[Required actions]:
1: According to the essay on Beckett, how many times is the refrain of the recorded Voice in Rockaby repeated?
2: From the Beckett essay, list each distinct line of the quoted Rockaby refrain, counting repeated lines only once.
3: Continue the essay on Beckett and Maider Fortuné's work from its final sentence.

[Text provided]:
^^^^
From other sources in Beckett, we recognize related traits: Molloy’s circular logic (“Simple supposition, committing me to nothing”) [4] is as reflexive as the figure’s jumps; Malone’s passivity (“…to tell the truth he was in no hurry to leave, but nevertheless was leaving, he knew it”) [5] shows the weight of defeated ambition and enclosed space; the impatience voiced in The Unnamable (“…when you have nothing left to say you talk of time, seconds of time, there are some people who add them together to make a life, I can’t….”) [6] echoes the figure’s restlessness at the start of each cycle. Most telling is the thudding finality of the recorded Voice in Rockaby, in a refrain that is repeated seven times, each with slight variation:
going to and fro
till in the end
close of a long day
to herself
whom else
time she stopped
going to and fro
time she stopped
time she stopped [7]
With these recognitions, the meaning of this work becomes transparent and clear: the figure jumps because life is defined by action or inaction, possibility or impossibility, and by time and motion; but the figure cannot escape because there is no escape. Life is a set of circumstances in an endless arena; one action follows another. Beginning and conclusion are far less interesting than the procession of events in this moment, which ultimately is all there is. Beckett somehow knew this; so does Maider Fortuné.
^^^^
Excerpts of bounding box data

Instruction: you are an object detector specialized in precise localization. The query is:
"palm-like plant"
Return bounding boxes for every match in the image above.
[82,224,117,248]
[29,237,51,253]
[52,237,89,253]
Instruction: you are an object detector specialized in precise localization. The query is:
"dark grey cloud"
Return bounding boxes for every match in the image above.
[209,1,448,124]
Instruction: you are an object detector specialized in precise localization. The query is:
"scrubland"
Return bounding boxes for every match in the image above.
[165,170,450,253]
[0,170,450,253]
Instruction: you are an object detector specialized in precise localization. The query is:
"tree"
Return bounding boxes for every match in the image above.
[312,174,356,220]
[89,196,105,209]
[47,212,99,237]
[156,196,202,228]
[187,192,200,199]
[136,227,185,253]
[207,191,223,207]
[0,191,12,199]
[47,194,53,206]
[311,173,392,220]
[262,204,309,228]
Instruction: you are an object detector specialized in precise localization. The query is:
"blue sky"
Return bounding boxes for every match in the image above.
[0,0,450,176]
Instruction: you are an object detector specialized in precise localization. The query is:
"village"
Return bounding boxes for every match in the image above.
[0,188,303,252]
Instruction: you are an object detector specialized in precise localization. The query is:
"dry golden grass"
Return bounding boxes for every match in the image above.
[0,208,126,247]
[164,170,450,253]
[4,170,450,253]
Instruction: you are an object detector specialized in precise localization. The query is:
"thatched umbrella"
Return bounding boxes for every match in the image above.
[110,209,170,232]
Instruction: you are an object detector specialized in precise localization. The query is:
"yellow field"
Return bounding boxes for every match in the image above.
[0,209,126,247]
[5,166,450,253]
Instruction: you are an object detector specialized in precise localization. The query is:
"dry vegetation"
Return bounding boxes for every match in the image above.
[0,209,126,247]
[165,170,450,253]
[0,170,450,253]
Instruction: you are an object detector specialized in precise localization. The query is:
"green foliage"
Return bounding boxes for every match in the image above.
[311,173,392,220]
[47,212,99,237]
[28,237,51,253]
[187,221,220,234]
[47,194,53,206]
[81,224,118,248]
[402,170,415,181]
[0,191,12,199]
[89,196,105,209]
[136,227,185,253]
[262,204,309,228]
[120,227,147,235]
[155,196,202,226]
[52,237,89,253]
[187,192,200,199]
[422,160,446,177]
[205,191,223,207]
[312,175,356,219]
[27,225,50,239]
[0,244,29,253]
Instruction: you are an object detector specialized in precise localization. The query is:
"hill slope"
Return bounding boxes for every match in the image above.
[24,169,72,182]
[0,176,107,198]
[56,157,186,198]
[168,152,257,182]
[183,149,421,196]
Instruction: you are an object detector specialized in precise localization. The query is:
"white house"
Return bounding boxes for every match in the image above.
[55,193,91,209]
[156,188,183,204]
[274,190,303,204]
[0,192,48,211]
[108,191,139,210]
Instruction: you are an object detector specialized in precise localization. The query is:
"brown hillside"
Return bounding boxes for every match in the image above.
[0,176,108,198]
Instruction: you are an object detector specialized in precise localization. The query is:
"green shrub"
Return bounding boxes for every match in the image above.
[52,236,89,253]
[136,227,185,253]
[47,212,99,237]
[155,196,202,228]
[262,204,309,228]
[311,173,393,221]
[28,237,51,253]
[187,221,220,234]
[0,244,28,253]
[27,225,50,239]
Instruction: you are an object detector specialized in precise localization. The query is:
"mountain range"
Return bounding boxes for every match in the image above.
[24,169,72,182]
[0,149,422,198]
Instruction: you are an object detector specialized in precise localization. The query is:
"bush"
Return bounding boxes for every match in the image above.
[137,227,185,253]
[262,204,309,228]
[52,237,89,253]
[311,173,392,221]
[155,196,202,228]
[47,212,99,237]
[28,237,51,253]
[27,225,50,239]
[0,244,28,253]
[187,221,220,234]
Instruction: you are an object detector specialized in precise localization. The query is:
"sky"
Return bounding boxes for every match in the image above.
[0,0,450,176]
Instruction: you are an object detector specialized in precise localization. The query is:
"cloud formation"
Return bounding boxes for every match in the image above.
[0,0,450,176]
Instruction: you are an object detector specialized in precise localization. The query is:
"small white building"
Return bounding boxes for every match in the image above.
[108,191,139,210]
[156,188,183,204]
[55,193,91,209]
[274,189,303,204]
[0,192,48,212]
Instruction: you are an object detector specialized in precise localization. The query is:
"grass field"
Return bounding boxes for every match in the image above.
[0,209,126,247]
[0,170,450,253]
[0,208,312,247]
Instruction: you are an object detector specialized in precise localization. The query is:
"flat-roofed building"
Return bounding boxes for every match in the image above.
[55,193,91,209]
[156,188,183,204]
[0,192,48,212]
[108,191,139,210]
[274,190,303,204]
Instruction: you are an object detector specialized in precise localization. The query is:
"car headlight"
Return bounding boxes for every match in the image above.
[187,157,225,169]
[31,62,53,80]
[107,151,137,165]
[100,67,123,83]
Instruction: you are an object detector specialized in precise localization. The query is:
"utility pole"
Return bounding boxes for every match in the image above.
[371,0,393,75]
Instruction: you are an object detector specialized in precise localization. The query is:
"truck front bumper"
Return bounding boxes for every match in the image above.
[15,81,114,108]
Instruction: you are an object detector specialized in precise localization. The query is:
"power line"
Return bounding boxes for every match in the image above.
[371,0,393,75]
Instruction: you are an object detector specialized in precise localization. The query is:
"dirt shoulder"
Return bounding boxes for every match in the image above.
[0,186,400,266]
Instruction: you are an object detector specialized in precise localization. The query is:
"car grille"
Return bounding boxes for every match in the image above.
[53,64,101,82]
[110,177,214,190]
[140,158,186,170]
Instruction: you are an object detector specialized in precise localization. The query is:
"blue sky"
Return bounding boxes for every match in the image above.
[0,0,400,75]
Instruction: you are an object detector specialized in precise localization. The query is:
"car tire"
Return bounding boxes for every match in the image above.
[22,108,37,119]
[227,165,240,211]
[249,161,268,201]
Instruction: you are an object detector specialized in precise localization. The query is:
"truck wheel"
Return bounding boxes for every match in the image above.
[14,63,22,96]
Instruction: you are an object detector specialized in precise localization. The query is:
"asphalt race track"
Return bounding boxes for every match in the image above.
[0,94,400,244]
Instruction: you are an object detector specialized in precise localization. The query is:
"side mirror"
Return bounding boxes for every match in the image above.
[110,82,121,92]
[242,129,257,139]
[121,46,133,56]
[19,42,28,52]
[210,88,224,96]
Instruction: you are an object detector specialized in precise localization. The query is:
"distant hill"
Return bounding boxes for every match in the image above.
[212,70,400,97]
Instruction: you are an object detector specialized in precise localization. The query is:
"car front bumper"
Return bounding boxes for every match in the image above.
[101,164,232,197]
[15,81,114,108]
^^^^
[Response list]:
1: Seven times, each with slight variation.

2:
going to and fro
till in the end
close of a long day
to herself
whom else
time she stopped

3:
On any given visit to the gallery, the same figure executes the same movements, on the same walls, in the same order. Each leap and rebound is separate. All of them together form the substance and duration of the work. There is nothing more and nothing less than the sequence, the projection, the soundtrack and the photographs. After many questions, there is only one definite answer: in the vast terrain of all possibilities, a lone figure continues to jump.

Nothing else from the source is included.